• [Exercise objective]
Your task is to transcribe all of the records exactly and leave out the pictures.
══ Task inputs ══
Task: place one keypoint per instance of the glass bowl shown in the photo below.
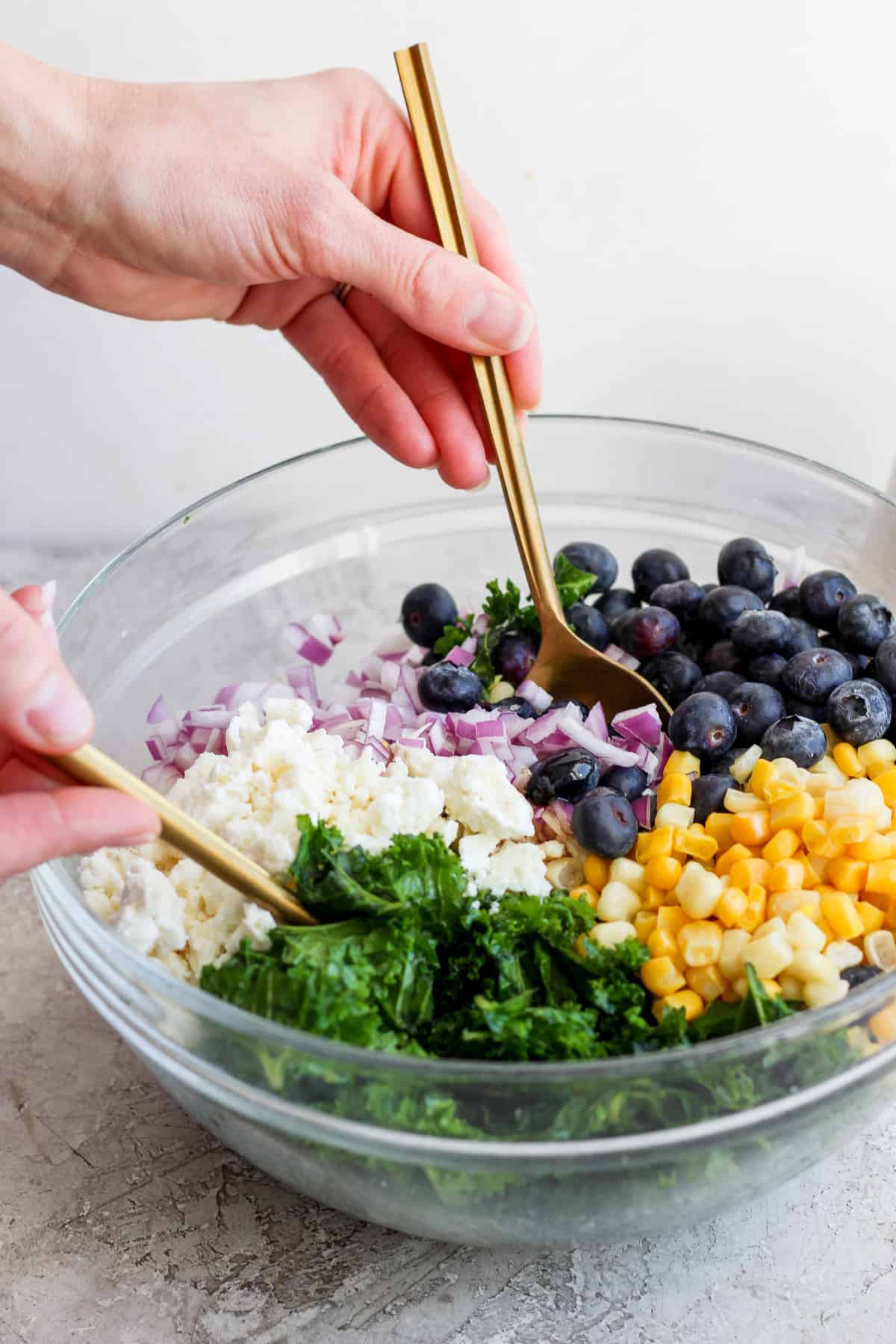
(467, 1152)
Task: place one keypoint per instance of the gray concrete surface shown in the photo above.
(121, 1222)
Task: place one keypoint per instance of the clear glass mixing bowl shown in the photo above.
(480, 1154)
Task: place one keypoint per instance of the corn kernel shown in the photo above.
(697, 890)
(719, 828)
(793, 813)
(818, 995)
(685, 999)
(880, 949)
(803, 933)
(644, 922)
(618, 902)
(709, 981)
(673, 788)
(597, 871)
(660, 976)
(849, 761)
(751, 828)
(700, 942)
(877, 756)
(813, 965)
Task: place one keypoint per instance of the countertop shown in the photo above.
(121, 1222)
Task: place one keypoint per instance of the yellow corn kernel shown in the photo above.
(852, 830)
(783, 844)
(644, 922)
(762, 776)
(877, 756)
(586, 893)
(746, 873)
(697, 890)
(660, 976)
(662, 873)
(841, 914)
(709, 981)
(849, 761)
(673, 788)
(700, 942)
(695, 844)
(782, 903)
(751, 828)
(882, 878)
(682, 762)
(848, 874)
(871, 917)
(672, 918)
(597, 871)
(786, 875)
(685, 999)
(719, 828)
(793, 813)
(872, 850)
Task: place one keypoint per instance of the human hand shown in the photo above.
(246, 203)
(43, 712)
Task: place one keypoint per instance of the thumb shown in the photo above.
(435, 292)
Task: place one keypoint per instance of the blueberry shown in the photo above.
(815, 673)
(860, 712)
(617, 603)
(561, 705)
(655, 567)
(673, 675)
(864, 623)
(722, 608)
(425, 613)
(682, 598)
(605, 824)
(788, 601)
(702, 724)
(722, 656)
(755, 707)
(566, 774)
(822, 594)
(588, 625)
(800, 739)
(721, 683)
(516, 705)
(856, 976)
(761, 632)
(449, 688)
(594, 559)
(768, 668)
(886, 665)
(747, 564)
(628, 780)
(514, 655)
(709, 794)
(647, 632)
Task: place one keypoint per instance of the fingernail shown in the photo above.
(500, 319)
(60, 714)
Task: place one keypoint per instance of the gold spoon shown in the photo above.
(566, 665)
(89, 765)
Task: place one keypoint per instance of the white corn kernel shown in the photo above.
(697, 890)
(618, 902)
(768, 956)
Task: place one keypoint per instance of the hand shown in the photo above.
(43, 712)
(246, 203)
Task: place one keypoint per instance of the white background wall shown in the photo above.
(703, 195)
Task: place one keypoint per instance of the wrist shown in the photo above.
(43, 140)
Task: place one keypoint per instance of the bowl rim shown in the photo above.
(143, 971)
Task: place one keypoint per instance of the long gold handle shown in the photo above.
(89, 765)
(444, 186)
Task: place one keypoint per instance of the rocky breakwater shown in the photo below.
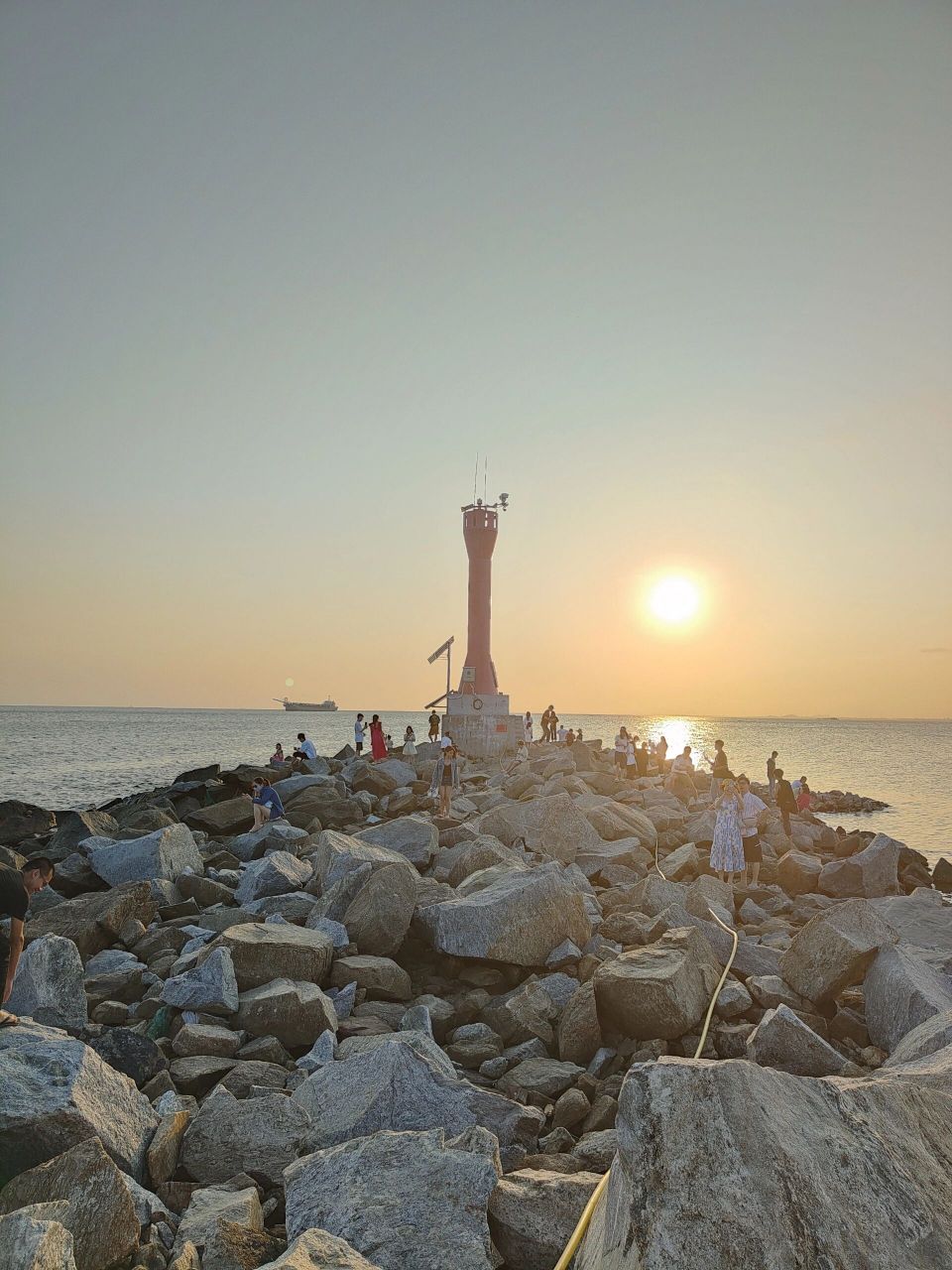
(372, 1037)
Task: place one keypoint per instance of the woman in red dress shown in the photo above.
(379, 746)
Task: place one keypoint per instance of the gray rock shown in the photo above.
(40, 1116)
(851, 1173)
(901, 992)
(230, 1137)
(49, 984)
(403, 1199)
(209, 987)
(164, 853)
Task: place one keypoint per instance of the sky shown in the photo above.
(273, 276)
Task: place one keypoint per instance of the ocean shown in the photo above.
(68, 757)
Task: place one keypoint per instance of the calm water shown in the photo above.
(71, 757)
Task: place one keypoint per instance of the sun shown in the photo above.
(674, 599)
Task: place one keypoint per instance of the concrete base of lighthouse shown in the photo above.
(481, 726)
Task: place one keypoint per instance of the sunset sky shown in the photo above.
(275, 273)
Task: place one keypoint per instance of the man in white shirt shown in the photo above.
(752, 816)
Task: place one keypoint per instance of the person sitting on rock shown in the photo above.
(267, 804)
(17, 885)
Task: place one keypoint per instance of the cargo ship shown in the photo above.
(320, 706)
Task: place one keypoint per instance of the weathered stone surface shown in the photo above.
(901, 992)
(532, 1214)
(100, 1218)
(520, 919)
(834, 951)
(262, 952)
(784, 1042)
(231, 1137)
(873, 871)
(93, 922)
(851, 1173)
(209, 987)
(657, 991)
(400, 1086)
(411, 835)
(41, 1118)
(164, 853)
(403, 1199)
(49, 985)
(294, 1011)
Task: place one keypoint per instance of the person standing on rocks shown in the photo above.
(753, 812)
(728, 847)
(17, 885)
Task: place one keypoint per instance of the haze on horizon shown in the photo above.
(276, 273)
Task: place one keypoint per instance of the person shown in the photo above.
(266, 802)
(785, 799)
(772, 771)
(728, 846)
(379, 744)
(752, 817)
(17, 885)
(445, 778)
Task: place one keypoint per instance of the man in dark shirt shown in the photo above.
(16, 888)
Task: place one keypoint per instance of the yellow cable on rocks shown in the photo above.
(578, 1234)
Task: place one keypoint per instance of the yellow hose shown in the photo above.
(578, 1234)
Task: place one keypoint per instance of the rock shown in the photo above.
(294, 1011)
(49, 985)
(164, 853)
(399, 1086)
(874, 871)
(411, 837)
(230, 1137)
(41, 1116)
(93, 922)
(901, 992)
(403, 1199)
(33, 1238)
(782, 1040)
(276, 874)
(851, 1173)
(658, 991)
(520, 919)
(834, 951)
(264, 952)
(209, 987)
(532, 1214)
(100, 1218)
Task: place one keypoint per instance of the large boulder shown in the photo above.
(231, 1135)
(660, 991)
(834, 951)
(262, 952)
(851, 1173)
(411, 835)
(520, 919)
(901, 992)
(41, 1116)
(93, 922)
(100, 1216)
(874, 871)
(403, 1199)
(399, 1086)
(164, 853)
(49, 985)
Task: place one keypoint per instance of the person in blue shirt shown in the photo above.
(266, 803)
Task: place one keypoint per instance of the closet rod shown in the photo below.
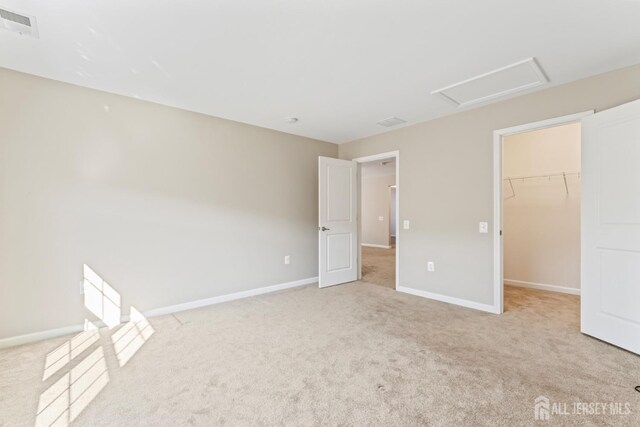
(552, 175)
(564, 176)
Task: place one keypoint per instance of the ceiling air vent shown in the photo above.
(391, 121)
(504, 81)
(22, 24)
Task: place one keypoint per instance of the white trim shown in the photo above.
(371, 245)
(542, 286)
(374, 157)
(228, 297)
(53, 333)
(450, 300)
(498, 282)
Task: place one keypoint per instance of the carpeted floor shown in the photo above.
(355, 354)
(379, 266)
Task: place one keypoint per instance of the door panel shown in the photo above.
(611, 226)
(337, 225)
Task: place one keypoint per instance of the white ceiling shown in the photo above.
(338, 65)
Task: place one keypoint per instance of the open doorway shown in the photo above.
(378, 220)
(539, 214)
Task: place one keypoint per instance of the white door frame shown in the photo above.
(366, 159)
(498, 261)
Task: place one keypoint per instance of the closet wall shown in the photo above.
(375, 209)
(542, 220)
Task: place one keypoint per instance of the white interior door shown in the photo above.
(611, 226)
(338, 225)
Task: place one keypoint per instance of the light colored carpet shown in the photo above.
(355, 354)
(379, 266)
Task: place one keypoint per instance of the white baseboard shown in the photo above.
(542, 286)
(229, 297)
(53, 333)
(371, 245)
(451, 300)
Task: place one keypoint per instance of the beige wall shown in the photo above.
(375, 204)
(168, 206)
(446, 173)
(541, 223)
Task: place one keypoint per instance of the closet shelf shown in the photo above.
(562, 175)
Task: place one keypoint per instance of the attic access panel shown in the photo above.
(504, 81)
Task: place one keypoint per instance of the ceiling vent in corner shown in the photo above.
(391, 121)
(504, 81)
(24, 25)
═══
• [Answer to the exercise]
Task: place one keypoint per instance of the glass bowl shown in the photo below.
(467, 1152)
Task: place one keypoint per instance of the gray concrete surface shown in the photo above.
(121, 1222)
Task: place one keypoint per instance of the clear glass mixing bowl shown in the photo above.
(480, 1154)
Task: place one keypoint per instance of the corn kernel shown in the photo above.
(697, 890)
(719, 828)
(793, 813)
(818, 995)
(685, 999)
(880, 949)
(803, 933)
(644, 922)
(618, 902)
(709, 981)
(673, 788)
(597, 871)
(660, 976)
(849, 761)
(751, 828)
(700, 942)
(877, 756)
(813, 965)
Task: place one keypoint per instance of the countertop shown in the photo above.
(121, 1222)
Task: place one keypoint per instance of the yellow corn kernel shown in the photo above.
(852, 830)
(783, 844)
(644, 922)
(762, 776)
(877, 756)
(586, 893)
(746, 873)
(697, 890)
(660, 976)
(662, 873)
(841, 914)
(709, 981)
(849, 761)
(673, 788)
(700, 942)
(695, 844)
(782, 903)
(751, 828)
(882, 878)
(682, 762)
(848, 874)
(871, 917)
(672, 918)
(597, 871)
(786, 875)
(685, 999)
(719, 828)
(793, 813)
(872, 850)
Task: place one keypoint per instance of the human hand shown in the photo above.
(246, 203)
(43, 712)
Task: place one keypoint per instance of the thumb shown in the photo above.
(435, 292)
Task: place one keypoint per instance of the blueberry shown in the photo above.
(815, 673)
(860, 712)
(617, 603)
(561, 705)
(655, 567)
(673, 675)
(864, 623)
(722, 608)
(425, 613)
(682, 598)
(605, 824)
(788, 601)
(702, 724)
(722, 656)
(755, 707)
(566, 774)
(822, 594)
(588, 625)
(800, 739)
(721, 683)
(516, 705)
(856, 976)
(761, 632)
(449, 688)
(594, 559)
(768, 668)
(886, 665)
(747, 564)
(628, 780)
(514, 655)
(709, 794)
(647, 632)
Task: place one keypoint per instance of the fingernail shown in the photo above.
(500, 319)
(60, 714)
Task: place one keypoint per instance of the gold spoon shown in the photo above.
(566, 665)
(89, 765)
Task: place one keypoint per instance of the white corn kernel shown in the photo above.
(697, 890)
(618, 902)
(768, 956)
Task: place one keypoint per instance of the hand shown in the photo above.
(43, 712)
(246, 203)
Task: place one keypoint per instance of the white background wall shown in the photo above.
(703, 195)
Task: place one keypoint per instance of the wrist shown in the photo above.
(43, 140)
Task: place one keypoint per instance of the bowl rim shown in the photo above.
(143, 971)
Task: place one keypoint per instance of the long gold handle shown in the photo above.
(89, 765)
(444, 186)
Task: place one keypoint per instance of the rocky breakwater shown in the photo below.
(372, 1037)
Task: place one keypoint per instance of the woman in red dress shown in the photo above.
(379, 746)
Task: place one keypoint per instance of the gray rock shown in the photo above.
(40, 1116)
(851, 1173)
(901, 992)
(230, 1137)
(49, 984)
(403, 1199)
(209, 987)
(164, 853)
Task: place one keypoint per instance of the sky shown in the photo above.
(273, 276)
Task: place one keypoint per instance of the ocean shown in the photo above.
(68, 757)
Task: place one keypoint per instance of the calm water shown in the photo above.
(71, 757)
Task: place one keypoint per instance of the sun shown in the photo above.
(674, 599)
Task: place one keypoint per instance of the concrete base of lighthouse shown in the photo above.
(481, 726)
Task: place one keypoint per instance of the sunset sky shown in the photo above.
(275, 273)
Task: place one keypoint per instance of the man in white shirt shown in the photo above.
(752, 816)
Task: place one keypoint per instance of the person sitting on rock shown in the photo above.
(267, 804)
(17, 885)
Task: place one keypoint per instance of the cargo ship shown in the photo above.
(320, 706)
Task: place one keypoint per instance of the weathered stone surface shown in the photo above.
(901, 992)
(532, 1214)
(100, 1218)
(520, 919)
(834, 951)
(262, 952)
(784, 1042)
(231, 1137)
(873, 871)
(93, 922)
(851, 1173)
(209, 987)
(657, 991)
(400, 1086)
(411, 835)
(41, 1118)
(164, 853)
(403, 1199)
(49, 985)
(294, 1011)
Task: place one keypoint per instance of the person standing on rocks shown in the photo above.
(753, 812)
(728, 847)
(17, 885)
Task: place one keypoint per instance of the haze on horizon shown in the photo above.
(276, 273)
Task: place one keypoint per instance of the person shown in the photo above.
(266, 802)
(785, 799)
(772, 771)
(728, 846)
(379, 744)
(752, 817)
(17, 885)
(445, 778)
Task: place one keypoint per instance of the man in dark shirt shown in the photo above.
(16, 888)
Task: place one keypoint per instance of the yellow cable on rocks shown in the photo above.
(578, 1234)
Task: place one keypoint per instance of the yellow hose shown in the photo above.
(578, 1234)
Task: place one keypoint per instance of the rock shown in the photo above.
(294, 1011)
(49, 985)
(164, 853)
(399, 1086)
(874, 871)
(411, 837)
(230, 1137)
(41, 1116)
(93, 922)
(901, 992)
(403, 1199)
(33, 1238)
(782, 1040)
(276, 874)
(851, 1173)
(658, 991)
(520, 919)
(834, 951)
(264, 952)
(209, 987)
(532, 1214)
(100, 1218)
Task: place one keypoint per instance of the large boulder shown in the photo above.
(231, 1135)
(660, 991)
(834, 951)
(262, 952)
(851, 1173)
(411, 835)
(520, 919)
(901, 992)
(41, 1116)
(93, 922)
(100, 1216)
(874, 871)
(403, 1199)
(399, 1086)
(164, 853)
(49, 985)
Task: place one keypoint per instance of the person in blue shirt shown in the photo above.
(266, 803)
Task: place one keypoint per instance of the closet rod shown in the photo below.
(552, 175)
(564, 176)
Task: place one keypoint per instance of the ceiling air vent shown in the photo above.
(391, 121)
(504, 81)
(22, 24)
Task: place one keypoint per instance of the white trim shown in the photo above.
(371, 245)
(542, 286)
(374, 157)
(228, 297)
(53, 333)
(450, 300)
(498, 282)
Task: place one keypoint per instance of the carpeted floor shown in the photo above.
(355, 354)
(379, 266)
Task: place one keypoint per instance of the door panel shown in the photo above.
(611, 226)
(337, 225)
Task: place one keypoint per instance of the white ceiling shown in the photo above.
(338, 65)
Task: place one keypoint per instance of the open doorway shown in the photo above.
(378, 220)
(539, 214)
Task: place one keypoint per instance of the white door frame shown in the photo above.
(366, 159)
(498, 261)
Task: place one keypoint per instance of the closet wall shown in the photo above.
(375, 209)
(542, 220)
Task: place one keypoint per instance of the white interior door shown in the photo above.
(611, 226)
(338, 225)
Task: place one keypoint per instance of the light colored carpet shown in the photo above.
(355, 354)
(379, 266)
Task: place one keypoint per instance of the white baseboard shown in the photo above.
(542, 286)
(229, 297)
(53, 333)
(371, 245)
(451, 300)
Task: place one keypoint per instance of the beige wall shown in the photo above.
(375, 204)
(168, 206)
(446, 173)
(541, 223)
Task: place one keypoint per instance of the closet shelf shown in the photo above.
(562, 175)
Task: place one keypoint per instance of the attic access panel shown in the photo above.
(504, 81)
Task: place one keypoint per instance of the ceiling vent in corner shown in the photo above.
(391, 121)
(504, 81)
(24, 25)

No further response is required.